_Exercise brief_: Substitute "Outline" for every "Highlight" in the lines from the one with "Highlight bird's leg." to the one with "xmin=193 ymin=329 xmax=222 ymax=363", and return only those lines with everything else left as it is.

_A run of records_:
--------------------------------
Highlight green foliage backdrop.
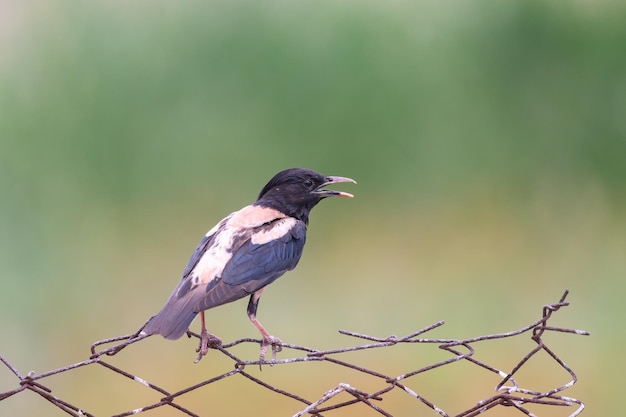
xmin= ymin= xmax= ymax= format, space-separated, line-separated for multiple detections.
xmin=0 ymin=0 xmax=626 ymax=416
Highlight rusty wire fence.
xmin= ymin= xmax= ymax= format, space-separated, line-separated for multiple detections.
xmin=0 ymin=291 xmax=589 ymax=417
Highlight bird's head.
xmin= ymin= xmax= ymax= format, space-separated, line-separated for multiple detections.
xmin=255 ymin=168 xmax=356 ymax=222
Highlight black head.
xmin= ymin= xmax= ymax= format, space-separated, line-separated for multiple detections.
xmin=255 ymin=168 xmax=356 ymax=223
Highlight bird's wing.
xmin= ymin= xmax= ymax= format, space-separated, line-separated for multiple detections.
xmin=221 ymin=217 xmax=306 ymax=284
xmin=181 ymin=212 xmax=236 ymax=281
xmin=196 ymin=217 xmax=306 ymax=311
xmin=144 ymin=206 xmax=306 ymax=339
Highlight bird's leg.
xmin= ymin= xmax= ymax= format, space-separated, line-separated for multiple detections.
xmin=248 ymin=288 xmax=282 ymax=366
xmin=194 ymin=311 xmax=222 ymax=363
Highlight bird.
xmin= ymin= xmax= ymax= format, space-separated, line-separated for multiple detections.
xmin=140 ymin=168 xmax=356 ymax=363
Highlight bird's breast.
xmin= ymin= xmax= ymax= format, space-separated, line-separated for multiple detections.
xmin=183 ymin=205 xmax=299 ymax=287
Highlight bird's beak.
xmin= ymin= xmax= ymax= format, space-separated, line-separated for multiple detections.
xmin=313 ymin=177 xmax=356 ymax=197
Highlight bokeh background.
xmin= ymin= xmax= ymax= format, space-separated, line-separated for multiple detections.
xmin=0 ymin=0 xmax=626 ymax=416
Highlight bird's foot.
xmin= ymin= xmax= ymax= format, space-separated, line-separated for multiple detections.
xmin=259 ymin=335 xmax=283 ymax=367
xmin=193 ymin=329 xmax=222 ymax=363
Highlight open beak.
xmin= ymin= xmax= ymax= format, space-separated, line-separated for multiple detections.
xmin=313 ymin=177 xmax=356 ymax=197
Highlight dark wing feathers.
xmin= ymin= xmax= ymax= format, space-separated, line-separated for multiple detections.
xmin=221 ymin=222 xmax=306 ymax=284
xmin=196 ymin=221 xmax=306 ymax=311
xmin=143 ymin=211 xmax=306 ymax=339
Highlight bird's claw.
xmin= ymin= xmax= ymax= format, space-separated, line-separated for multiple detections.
xmin=259 ymin=336 xmax=283 ymax=368
xmin=193 ymin=330 xmax=222 ymax=363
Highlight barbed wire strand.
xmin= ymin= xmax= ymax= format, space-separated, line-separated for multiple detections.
xmin=0 ymin=290 xmax=589 ymax=417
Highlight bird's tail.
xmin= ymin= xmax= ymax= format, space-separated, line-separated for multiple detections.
xmin=141 ymin=300 xmax=198 ymax=340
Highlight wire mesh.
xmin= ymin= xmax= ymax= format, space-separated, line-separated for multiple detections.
xmin=0 ymin=291 xmax=589 ymax=417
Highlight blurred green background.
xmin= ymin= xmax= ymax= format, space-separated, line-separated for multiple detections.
xmin=0 ymin=0 xmax=626 ymax=416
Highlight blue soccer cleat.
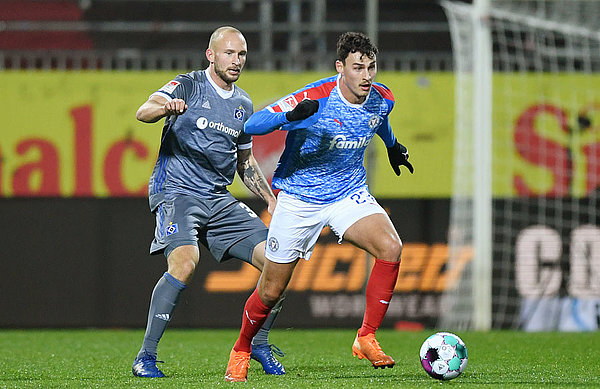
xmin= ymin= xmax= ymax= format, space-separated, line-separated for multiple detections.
xmin=131 ymin=351 xmax=165 ymax=378
xmin=250 ymin=343 xmax=285 ymax=375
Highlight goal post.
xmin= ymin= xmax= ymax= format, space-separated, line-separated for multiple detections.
xmin=438 ymin=0 xmax=600 ymax=331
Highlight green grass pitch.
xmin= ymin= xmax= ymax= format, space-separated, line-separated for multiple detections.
xmin=0 ymin=328 xmax=600 ymax=389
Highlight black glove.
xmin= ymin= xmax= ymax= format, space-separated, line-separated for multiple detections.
xmin=285 ymin=99 xmax=319 ymax=122
xmin=388 ymin=141 xmax=415 ymax=176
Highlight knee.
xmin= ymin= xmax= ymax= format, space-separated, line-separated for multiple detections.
xmin=258 ymin=284 xmax=284 ymax=308
xmin=376 ymin=236 xmax=402 ymax=262
xmin=167 ymin=246 xmax=200 ymax=284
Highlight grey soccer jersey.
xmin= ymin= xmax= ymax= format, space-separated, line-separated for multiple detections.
xmin=148 ymin=71 xmax=253 ymax=209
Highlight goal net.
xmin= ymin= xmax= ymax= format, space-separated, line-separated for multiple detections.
xmin=438 ymin=0 xmax=600 ymax=331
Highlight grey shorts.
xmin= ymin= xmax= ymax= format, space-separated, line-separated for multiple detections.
xmin=150 ymin=193 xmax=267 ymax=263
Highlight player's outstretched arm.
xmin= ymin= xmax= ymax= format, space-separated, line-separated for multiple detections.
xmin=237 ymin=148 xmax=277 ymax=215
xmin=387 ymin=141 xmax=415 ymax=176
xmin=244 ymin=99 xmax=319 ymax=135
xmin=135 ymin=95 xmax=188 ymax=123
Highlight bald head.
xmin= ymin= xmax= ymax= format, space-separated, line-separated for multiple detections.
xmin=208 ymin=26 xmax=246 ymax=50
xmin=206 ymin=26 xmax=248 ymax=90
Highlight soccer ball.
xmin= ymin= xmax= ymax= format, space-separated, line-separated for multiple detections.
xmin=419 ymin=332 xmax=469 ymax=380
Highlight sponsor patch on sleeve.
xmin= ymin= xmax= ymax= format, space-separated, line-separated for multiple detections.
xmin=277 ymin=95 xmax=298 ymax=112
xmin=159 ymin=80 xmax=181 ymax=93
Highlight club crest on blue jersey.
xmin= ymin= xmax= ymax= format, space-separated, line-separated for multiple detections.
xmin=369 ymin=114 xmax=381 ymax=130
xmin=165 ymin=222 xmax=179 ymax=236
xmin=233 ymin=105 xmax=246 ymax=122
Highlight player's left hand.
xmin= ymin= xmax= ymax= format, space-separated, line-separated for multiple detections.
xmin=387 ymin=141 xmax=415 ymax=176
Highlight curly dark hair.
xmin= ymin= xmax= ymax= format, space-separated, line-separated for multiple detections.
xmin=337 ymin=32 xmax=378 ymax=63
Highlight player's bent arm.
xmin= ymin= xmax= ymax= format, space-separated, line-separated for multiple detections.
xmin=237 ymin=148 xmax=277 ymax=214
xmin=244 ymin=108 xmax=289 ymax=135
xmin=135 ymin=95 xmax=188 ymax=123
xmin=377 ymin=116 xmax=396 ymax=147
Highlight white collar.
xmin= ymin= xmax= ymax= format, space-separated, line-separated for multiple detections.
xmin=204 ymin=68 xmax=235 ymax=99
xmin=336 ymin=73 xmax=373 ymax=108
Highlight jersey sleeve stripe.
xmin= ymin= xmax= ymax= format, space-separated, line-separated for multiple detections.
xmin=373 ymin=84 xmax=395 ymax=102
xmin=238 ymin=141 xmax=252 ymax=150
xmin=150 ymin=91 xmax=173 ymax=101
xmin=294 ymin=80 xmax=337 ymax=102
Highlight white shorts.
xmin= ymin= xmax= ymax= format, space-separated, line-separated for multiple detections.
xmin=265 ymin=186 xmax=387 ymax=263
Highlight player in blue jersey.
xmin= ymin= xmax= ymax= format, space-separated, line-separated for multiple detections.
xmin=132 ymin=26 xmax=285 ymax=377
xmin=225 ymin=32 xmax=413 ymax=381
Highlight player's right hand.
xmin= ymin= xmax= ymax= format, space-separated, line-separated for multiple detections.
xmin=163 ymin=99 xmax=188 ymax=116
xmin=285 ymin=99 xmax=319 ymax=122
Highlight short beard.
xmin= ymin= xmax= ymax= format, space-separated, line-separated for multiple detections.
xmin=215 ymin=63 xmax=241 ymax=84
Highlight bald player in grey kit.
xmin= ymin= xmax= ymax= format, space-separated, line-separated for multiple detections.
xmin=132 ymin=26 xmax=285 ymax=378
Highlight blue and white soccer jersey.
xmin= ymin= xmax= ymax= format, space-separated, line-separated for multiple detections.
xmin=244 ymin=76 xmax=396 ymax=204
xmin=244 ymin=76 xmax=396 ymax=263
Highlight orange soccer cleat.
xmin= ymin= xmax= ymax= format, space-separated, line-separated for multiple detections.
xmin=352 ymin=334 xmax=396 ymax=369
xmin=225 ymin=349 xmax=250 ymax=382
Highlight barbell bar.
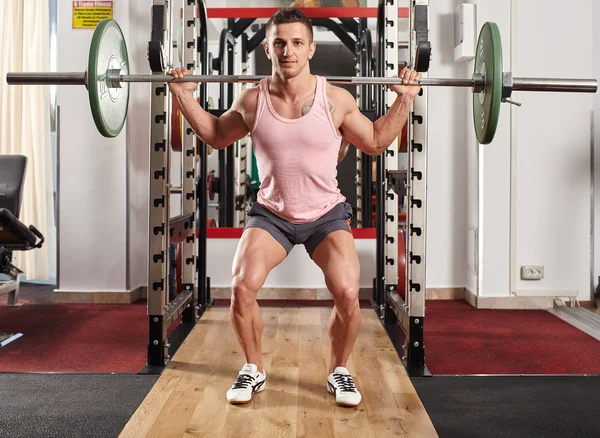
--------------------------------
_Output for this task_:
Outline bird's leg.
xmin= ymin= xmax= ymax= format, space-separated, line-separated for multiple detections.
xmin=248 ymin=288 xmax=282 ymax=366
xmin=194 ymin=311 xmax=222 ymax=363
Outline bird.
xmin= ymin= xmax= ymax= format, space-separated, line-separated for multiple detections.
xmin=140 ymin=168 xmax=356 ymax=363
Outline bird's breast.
xmin= ymin= xmax= ymax= format, space-separated, line-separated for multiple detections.
xmin=183 ymin=205 xmax=299 ymax=287
Outline bird's beak.
xmin= ymin= xmax= ymax= format, space-separated, line-separated for multiple detections.
xmin=313 ymin=177 xmax=356 ymax=197
Outline bokeh background.
xmin= ymin= xmax= ymax= format, space-separated, line-separated for multiple detections.
xmin=0 ymin=0 xmax=626 ymax=416
Outline bird's foot.
xmin= ymin= xmax= ymax= format, space-separated, line-separated for multiple detections.
xmin=259 ymin=335 xmax=283 ymax=367
xmin=193 ymin=329 xmax=222 ymax=363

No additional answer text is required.